Formula 1’s viewing figures have increased in the United Kingdom at the half way stage of the season, with Channel 4 contributing most to the increase, analysis conducted by this site suggests.
> Increases across the board for Channel 4
> Fewer people tuning into Sky’s wrap-around coverage
> Sensational Silverstone top dog so far
Audience figures for Formula 1 have generally been decreasing since 2012, when the BBC opted to share Formula 1 with Sky Sports, although the first half of both 2013 and 2015 did buck the trend.
Channel 4 took control of the BBC’s free-to-air element starting in 2016, after the corporation exited their contract at the end of 2015. The change exacerbated Formula 1’s audience decline due to Channel 4’s lower audience reach, and less cross-promotion opportunities available. How do viewing figures look for the first half of 2018?
All viewing figures presented in this piece, and across this site, are overnight audience figures supplied by Overnights.tv, known in the industry as live + VOSDAL (video on same day as live). They include anyone who watched the programme on the same day, up until the 02:00 cut-off point.
To outline two phrases referenced frequently in this piece:
- The average audience is an average of viewers for every minute of the programme from start to finish
- To keep calculations equal compared with yesteryear, this means using specific ‘chunks’ of Channel 4’s and Sky’s programming, more information below
- The peak audience is the five-minute segment of the programme which attracted the most viewers
- For a Formula 1 race, this can be either the start of a boring race, or the final phase of an exciting Grand Prix
What this post does not include is audience figures from on-demand systems such as Now TV, Sky Go or All 4, nor does include radio figures for BBC’s Formula 1 coverage on Radio 5 Live. All of them will make a difference to the overall reach of Formula 1.
Overnight audience figures only tell part of the story, but are still important in an ever-changing world, especially as broadcasters’ clamour for sports programming, which fans traditionally watch live and by harder to reach demographics.
The figures exclude the Hungarian Grand Prix, an important note because it appears Sky recorded some of their biggest figures for F1 in a long time last Sunday (more to come on that in a separate piece), and Formula 1’s largest audience of the season so far.
Sky’s 2018 story
As usual, Sky’s coverage in 2018 has aired live on their dedicated Formula 1 channel. In a change to previous seasons, simulcasts have taken place beyond the Sky Sports network, with Sky’s general entertainment channel Sky One getting in on the action. Sky’s figures exclude those who watched via Sky Go or Now TV.

_Entries:_
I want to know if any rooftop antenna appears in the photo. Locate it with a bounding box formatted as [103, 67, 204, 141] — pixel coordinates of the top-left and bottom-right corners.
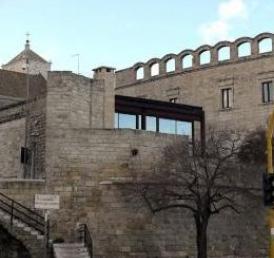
[72, 54, 80, 75]
[25, 32, 30, 49]
[23, 32, 30, 178]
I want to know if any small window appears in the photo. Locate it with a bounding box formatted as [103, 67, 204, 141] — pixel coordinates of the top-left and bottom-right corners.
[115, 113, 139, 129]
[182, 55, 193, 69]
[218, 47, 230, 61]
[176, 121, 192, 138]
[166, 58, 175, 73]
[159, 118, 176, 134]
[262, 81, 273, 103]
[146, 116, 157, 132]
[221, 88, 233, 109]
[237, 42, 251, 57]
[136, 67, 144, 80]
[169, 98, 178, 103]
[150, 63, 159, 76]
[199, 50, 210, 65]
[259, 38, 272, 54]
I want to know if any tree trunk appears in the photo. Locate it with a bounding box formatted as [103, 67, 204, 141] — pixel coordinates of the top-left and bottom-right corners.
[195, 216, 208, 258]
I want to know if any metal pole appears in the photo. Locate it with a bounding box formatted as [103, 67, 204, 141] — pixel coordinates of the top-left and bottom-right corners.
[44, 211, 49, 258]
[266, 111, 274, 258]
[23, 56, 30, 178]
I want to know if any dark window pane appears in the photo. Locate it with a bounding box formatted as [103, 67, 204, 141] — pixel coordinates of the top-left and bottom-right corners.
[146, 116, 156, 132]
[159, 118, 176, 134]
[176, 121, 192, 138]
[118, 113, 136, 129]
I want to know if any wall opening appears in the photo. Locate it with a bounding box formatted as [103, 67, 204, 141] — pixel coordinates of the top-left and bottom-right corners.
[182, 54, 193, 69]
[237, 42, 251, 57]
[259, 38, 272, 54]
[218, 47, 230, 61]
[166, 58, 175, 73]
[150, 63, 159, 76]
[199, 50, 211, 65]
[135, 67, 144, 80]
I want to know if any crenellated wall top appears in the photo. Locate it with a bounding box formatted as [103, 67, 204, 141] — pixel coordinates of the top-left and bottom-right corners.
[116, 33, 274, 84]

_What to do:_
1 - List every on-demand system that the F1 viewing-figures article names.
2 - Present the lines of the rows as a Markdown table with the columns No. and Line, starting at the line that has "I want to know if any tree" and stopping after the one that has "[195, 216, 208, 258]".
The article and the rows come from separate sources.

_Problem solutions:_
1 -
- Now TV
- Sky Go
- All 4

2 -
| No. | Line |
|---|---|
| 1 | I want to know if any tree trunk appears in the photo. Locate it with a bounding box formatted as [103, 67, 204, 141] — pixel coordinates of the top-left and bottom-right corners. |
| 2 | [195, 216, 208, 258] |